═══ Document passage

The reports add weight to claims by Dino Bellasi, the man at the centre of the affair, that he was organising a secret private army. The head of the secret service, Peter Regli, the chief of staff, Jean Denis Geinoz, and the head of strategic intelligence, Fred Schreier, have been suspended from their posts pending an inquiry into whether they fraudulently used defence department funds to set up a secret army.

The case first came to light two weeks ago when Mr Bellasi, a former accountant in the Swiss defence department, was arrested on charges of embezzling pounds 3.7m. This was already the biggest fraud case in the history of the Swiss government: Mr Bellasi had apparently been withdrawing large sums of cash directly from the Swiss national bank by submitting bills for non-existent troop battalions.

══════

● Task to complete
Carry the report on the Swiss defence department fraud forward from its last sentence. The records play no part in what follows.

═══ Data excerpts

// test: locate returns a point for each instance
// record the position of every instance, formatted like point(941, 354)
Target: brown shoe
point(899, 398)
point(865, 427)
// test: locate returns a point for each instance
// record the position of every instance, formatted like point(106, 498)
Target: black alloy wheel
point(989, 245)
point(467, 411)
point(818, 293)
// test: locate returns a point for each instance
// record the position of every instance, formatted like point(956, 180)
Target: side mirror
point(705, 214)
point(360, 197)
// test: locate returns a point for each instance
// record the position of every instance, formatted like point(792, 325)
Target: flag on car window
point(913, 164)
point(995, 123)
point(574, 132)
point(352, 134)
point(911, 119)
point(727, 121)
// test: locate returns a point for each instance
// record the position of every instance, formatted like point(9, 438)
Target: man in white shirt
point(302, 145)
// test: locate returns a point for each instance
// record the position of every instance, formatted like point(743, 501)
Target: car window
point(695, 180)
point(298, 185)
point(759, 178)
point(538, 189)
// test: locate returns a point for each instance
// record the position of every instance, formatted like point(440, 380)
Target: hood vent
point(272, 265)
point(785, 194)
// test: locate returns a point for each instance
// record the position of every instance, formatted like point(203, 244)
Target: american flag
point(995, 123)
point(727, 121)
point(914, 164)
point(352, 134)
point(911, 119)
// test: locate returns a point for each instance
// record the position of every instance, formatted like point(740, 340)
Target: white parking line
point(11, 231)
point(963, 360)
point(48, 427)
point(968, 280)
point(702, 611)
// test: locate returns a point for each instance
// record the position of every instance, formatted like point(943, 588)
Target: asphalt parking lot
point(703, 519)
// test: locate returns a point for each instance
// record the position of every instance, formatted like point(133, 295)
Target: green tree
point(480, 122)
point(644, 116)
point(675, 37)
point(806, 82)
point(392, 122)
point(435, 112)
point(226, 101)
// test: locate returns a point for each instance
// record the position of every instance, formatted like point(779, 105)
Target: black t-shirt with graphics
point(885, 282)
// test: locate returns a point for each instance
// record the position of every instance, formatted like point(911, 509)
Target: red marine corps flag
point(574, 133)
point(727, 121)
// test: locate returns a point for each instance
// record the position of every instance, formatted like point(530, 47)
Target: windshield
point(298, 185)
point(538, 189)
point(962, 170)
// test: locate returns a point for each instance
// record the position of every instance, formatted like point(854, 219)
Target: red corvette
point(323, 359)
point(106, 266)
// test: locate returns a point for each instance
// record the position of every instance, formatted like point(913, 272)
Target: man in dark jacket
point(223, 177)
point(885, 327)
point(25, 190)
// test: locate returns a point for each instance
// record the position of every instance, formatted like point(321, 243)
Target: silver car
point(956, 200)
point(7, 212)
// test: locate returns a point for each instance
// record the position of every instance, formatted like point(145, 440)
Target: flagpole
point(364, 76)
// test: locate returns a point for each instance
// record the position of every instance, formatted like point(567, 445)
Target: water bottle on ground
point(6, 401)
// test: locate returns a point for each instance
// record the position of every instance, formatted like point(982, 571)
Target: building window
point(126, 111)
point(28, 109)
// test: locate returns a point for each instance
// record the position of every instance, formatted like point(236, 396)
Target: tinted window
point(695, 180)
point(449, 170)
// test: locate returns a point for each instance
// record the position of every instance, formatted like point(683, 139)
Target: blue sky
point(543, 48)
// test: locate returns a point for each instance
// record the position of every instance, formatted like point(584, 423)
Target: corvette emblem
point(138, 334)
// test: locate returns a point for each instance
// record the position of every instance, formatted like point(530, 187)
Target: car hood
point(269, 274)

══════

● Written response
But when Swiss police began to question him, they found he had an even more outrageous tale to tell. Mr Bellasi was also an agent in the intelligence service, and claimed he had taken the money to buy weapons for a secret security force on the orders of his boss, Mr Regli. To prove his story, Mr Bellasi led police to a warehouse in the Berne suburbs, where over 200 weapons were found.

The SonntagsBlick newspaper reported yesterday that Mr Bellasi had organised military manoeuvres with selected soldiers from the intelligence service equipped with Kalash- nikov assault rifles and high-precision weapons from his own stocks. All those involved were sworn to secrecy. One exercise took place in 1997 in Andermatt, the nation's military centre in the central Swiss Alps. But it was not an isolated incident, the paper reported.